• _TEXTAUSZUG_:
☆ ☆ ☆ ☆ ☆
Was unscheinbar aussieht, bedeutet allein durch die CO2-Bepreisung eine Preissteigerung von 4 % und bei einem für etwas ältere unsanierte Einfamilienhäuser typischen Gasverbrauch von 20 000 kWh/a Mehrkosten von 64 Euro/a. Das ist aber nur der Aufschlag für die Verteuerung der CO2-Kosten (die nun bei insgesamt 194 Euro/a liegen).
Weiterhin dürften künftig die Gas-Netzentgelte deutlicher als bisher steigen. Auch das Preiselement „Beschaffung, Vertrieb und Marge“ wird auf längere Sicht nicht günstiger werden. Zusammen wird dies dazu führen, dass sich Erdgas im Mittel deutlich oberhalb der Inflationsrate und der Lohnsteigerung verteuert. Auch die CO2-Preiserhöhung könnte künftig deutlich höher als jährlich 15 Euro/t ausfallen. 2025 erhöht sich der CO2-Preis im letzten Jahr der Festpreisphase um 10 Euro/t.
☆ ☆ ☆ ☆ ☆
• _BEREITGESTELLTES MATERIAL_:
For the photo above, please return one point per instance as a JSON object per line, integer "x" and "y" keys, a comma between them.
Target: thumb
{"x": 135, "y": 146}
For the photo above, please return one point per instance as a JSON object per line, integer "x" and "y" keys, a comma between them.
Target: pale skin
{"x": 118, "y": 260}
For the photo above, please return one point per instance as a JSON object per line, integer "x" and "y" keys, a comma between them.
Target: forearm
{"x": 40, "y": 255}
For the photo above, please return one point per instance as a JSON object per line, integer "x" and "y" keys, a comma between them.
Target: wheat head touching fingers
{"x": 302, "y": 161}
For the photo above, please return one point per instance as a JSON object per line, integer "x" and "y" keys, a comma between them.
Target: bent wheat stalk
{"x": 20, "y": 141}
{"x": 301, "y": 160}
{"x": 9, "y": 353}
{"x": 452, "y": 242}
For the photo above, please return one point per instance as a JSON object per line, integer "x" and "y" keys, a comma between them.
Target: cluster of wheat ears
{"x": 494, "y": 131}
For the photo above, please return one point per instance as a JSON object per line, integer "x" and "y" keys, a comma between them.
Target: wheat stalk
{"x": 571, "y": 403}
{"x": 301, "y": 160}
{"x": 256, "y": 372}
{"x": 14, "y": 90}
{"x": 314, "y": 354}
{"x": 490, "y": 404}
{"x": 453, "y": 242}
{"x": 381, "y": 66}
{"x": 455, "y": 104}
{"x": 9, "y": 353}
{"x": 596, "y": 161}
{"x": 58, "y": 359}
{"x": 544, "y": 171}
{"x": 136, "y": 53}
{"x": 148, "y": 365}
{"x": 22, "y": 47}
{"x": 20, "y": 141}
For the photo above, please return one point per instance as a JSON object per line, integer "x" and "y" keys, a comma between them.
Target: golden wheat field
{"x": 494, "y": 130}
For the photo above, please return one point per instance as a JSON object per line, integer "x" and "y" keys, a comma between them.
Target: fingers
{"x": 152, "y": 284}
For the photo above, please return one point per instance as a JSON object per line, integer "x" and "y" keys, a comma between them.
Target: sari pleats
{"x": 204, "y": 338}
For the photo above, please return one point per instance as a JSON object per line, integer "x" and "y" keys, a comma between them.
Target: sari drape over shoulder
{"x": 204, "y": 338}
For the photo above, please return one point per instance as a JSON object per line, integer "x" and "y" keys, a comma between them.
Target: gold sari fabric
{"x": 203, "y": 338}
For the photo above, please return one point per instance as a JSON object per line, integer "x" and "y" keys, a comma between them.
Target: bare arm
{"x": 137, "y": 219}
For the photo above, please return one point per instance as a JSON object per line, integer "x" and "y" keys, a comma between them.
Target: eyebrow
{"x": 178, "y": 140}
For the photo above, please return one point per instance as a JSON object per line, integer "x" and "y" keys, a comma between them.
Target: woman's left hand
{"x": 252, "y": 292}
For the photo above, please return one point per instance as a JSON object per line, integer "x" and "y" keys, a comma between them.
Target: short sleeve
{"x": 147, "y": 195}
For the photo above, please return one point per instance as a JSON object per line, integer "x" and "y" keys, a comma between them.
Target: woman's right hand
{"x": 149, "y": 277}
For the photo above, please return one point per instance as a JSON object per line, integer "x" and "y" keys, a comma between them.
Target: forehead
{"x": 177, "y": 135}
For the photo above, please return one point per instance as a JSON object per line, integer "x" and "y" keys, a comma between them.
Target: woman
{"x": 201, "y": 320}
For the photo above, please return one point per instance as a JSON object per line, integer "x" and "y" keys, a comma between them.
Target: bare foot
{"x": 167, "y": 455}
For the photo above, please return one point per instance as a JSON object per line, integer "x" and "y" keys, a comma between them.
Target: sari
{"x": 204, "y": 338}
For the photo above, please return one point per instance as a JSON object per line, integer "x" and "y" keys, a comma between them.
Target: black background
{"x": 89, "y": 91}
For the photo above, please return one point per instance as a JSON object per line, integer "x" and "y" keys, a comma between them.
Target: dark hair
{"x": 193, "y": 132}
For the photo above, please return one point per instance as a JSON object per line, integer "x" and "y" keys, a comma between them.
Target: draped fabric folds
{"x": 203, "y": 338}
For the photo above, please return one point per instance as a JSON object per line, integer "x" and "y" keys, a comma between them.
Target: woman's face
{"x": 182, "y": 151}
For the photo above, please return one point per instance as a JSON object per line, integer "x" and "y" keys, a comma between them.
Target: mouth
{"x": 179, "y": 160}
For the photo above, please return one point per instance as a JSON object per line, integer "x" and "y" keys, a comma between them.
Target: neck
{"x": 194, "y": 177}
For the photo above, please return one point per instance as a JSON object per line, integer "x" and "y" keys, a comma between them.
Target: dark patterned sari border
☆ ☆ ☆ ☆ ☆
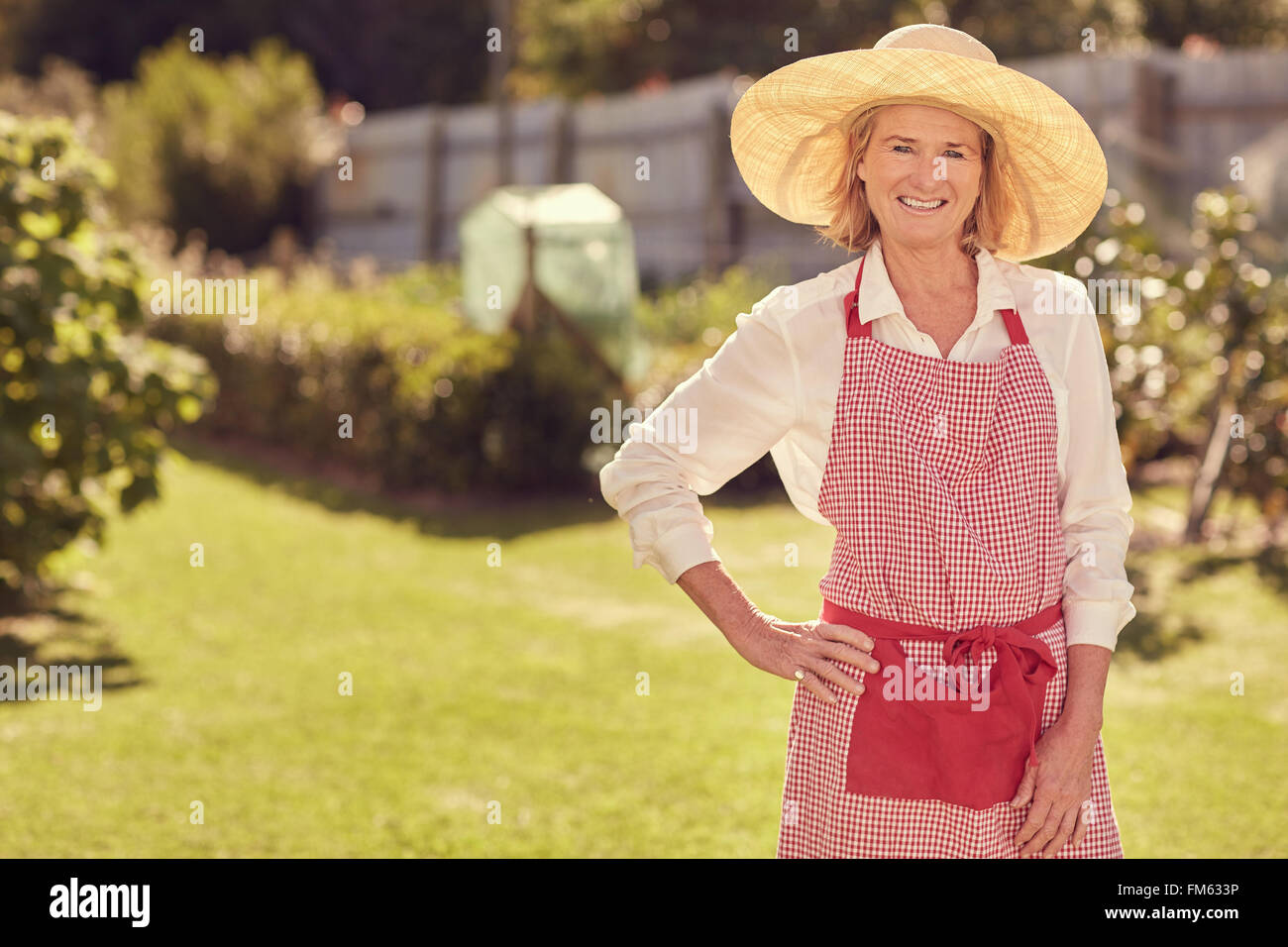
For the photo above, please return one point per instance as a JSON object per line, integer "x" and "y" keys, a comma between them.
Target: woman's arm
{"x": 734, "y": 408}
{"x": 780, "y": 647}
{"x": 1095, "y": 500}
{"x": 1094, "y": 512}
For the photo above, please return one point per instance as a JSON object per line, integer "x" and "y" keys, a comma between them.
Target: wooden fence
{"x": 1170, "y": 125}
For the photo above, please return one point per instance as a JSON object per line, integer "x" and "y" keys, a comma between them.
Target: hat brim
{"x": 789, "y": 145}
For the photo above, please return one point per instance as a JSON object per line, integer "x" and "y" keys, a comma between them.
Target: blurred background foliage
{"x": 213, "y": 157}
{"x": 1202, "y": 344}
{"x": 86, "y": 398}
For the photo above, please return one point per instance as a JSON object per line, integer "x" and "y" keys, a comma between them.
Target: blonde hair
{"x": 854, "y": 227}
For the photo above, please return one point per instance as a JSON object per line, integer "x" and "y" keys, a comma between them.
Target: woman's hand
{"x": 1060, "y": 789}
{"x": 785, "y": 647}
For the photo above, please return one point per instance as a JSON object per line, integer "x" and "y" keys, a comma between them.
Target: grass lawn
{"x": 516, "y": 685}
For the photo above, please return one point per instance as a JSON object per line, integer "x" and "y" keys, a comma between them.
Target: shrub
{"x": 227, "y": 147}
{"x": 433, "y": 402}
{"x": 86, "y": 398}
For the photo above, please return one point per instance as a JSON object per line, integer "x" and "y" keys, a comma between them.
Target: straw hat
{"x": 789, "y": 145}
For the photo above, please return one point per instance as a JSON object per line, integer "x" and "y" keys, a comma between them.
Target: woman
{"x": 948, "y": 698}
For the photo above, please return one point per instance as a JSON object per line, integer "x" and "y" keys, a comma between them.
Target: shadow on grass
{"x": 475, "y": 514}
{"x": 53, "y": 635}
☆ ☆ ☆ ☆ ☆
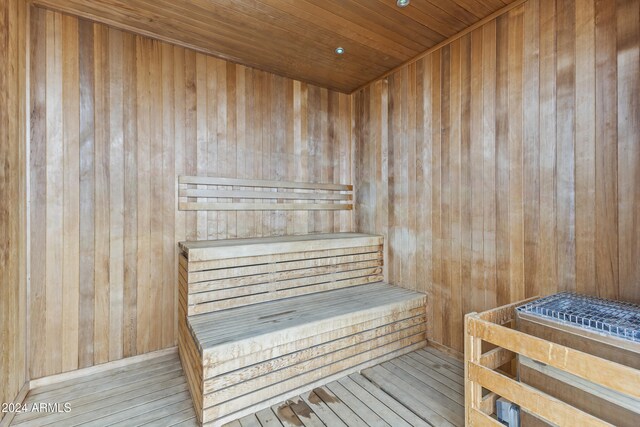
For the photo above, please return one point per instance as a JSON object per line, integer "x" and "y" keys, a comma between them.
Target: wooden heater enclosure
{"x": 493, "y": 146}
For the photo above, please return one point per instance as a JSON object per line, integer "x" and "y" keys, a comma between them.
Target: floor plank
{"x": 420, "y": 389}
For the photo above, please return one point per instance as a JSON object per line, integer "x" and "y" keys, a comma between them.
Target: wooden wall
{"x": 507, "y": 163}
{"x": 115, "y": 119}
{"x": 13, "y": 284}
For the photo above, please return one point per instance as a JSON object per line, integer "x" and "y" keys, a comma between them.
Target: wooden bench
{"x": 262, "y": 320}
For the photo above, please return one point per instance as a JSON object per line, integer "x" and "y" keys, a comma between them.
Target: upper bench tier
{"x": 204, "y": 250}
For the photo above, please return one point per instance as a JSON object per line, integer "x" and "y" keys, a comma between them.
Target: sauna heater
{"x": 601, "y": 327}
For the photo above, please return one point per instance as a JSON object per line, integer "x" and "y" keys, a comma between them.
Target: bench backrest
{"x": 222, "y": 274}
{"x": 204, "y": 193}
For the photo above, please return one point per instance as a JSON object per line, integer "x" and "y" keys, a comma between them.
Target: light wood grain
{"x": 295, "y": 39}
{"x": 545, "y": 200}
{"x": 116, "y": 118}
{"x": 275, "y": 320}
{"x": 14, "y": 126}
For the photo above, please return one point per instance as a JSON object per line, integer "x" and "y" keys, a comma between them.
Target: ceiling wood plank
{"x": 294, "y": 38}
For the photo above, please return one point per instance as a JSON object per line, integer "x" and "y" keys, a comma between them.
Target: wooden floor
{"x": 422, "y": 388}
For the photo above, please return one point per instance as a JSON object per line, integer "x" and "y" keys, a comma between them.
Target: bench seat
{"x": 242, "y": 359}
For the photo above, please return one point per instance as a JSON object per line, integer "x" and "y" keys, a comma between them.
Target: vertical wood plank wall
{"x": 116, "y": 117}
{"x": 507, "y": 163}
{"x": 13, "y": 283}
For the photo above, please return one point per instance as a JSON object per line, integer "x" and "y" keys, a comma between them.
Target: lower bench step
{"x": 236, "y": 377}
☆ ☆ ☆ ☆ ☆
• _AUFGABE_: Prüfe, ob die drei Aussagen mit dem Textauszug über die Gaspreise übereinstimmen, und antworte jeweils mit Ja oder Nein sowie den entscheidenden Worten des Textes als wörtliches Zitat. 1. Bei einem Gasverbrauch von 20 000 kWh/a betragen die CO2-Kosten insgesamt 194 Euro/a. 2. Die Gas-Netzentgelte werden künftig voraussichtlich sinken. 3. Im Jahr 2025 steigt der CO2-Preis um 15 Euro/t. Stütze dich dabei nur auf den Textauszug.

• _LÖSUNG_:
1. Ja: „die nun bei insgesamt 194 Euro/a liegen“
2. Nein: „Weiterhin dürften künftig die Gas-Netzentgelte deutlicher als bisher steigen.“
3. Nein: „2025 erhöht sich der CO2-Preis im letzten Jahr der Festpreisphase um 10 Euro/t.“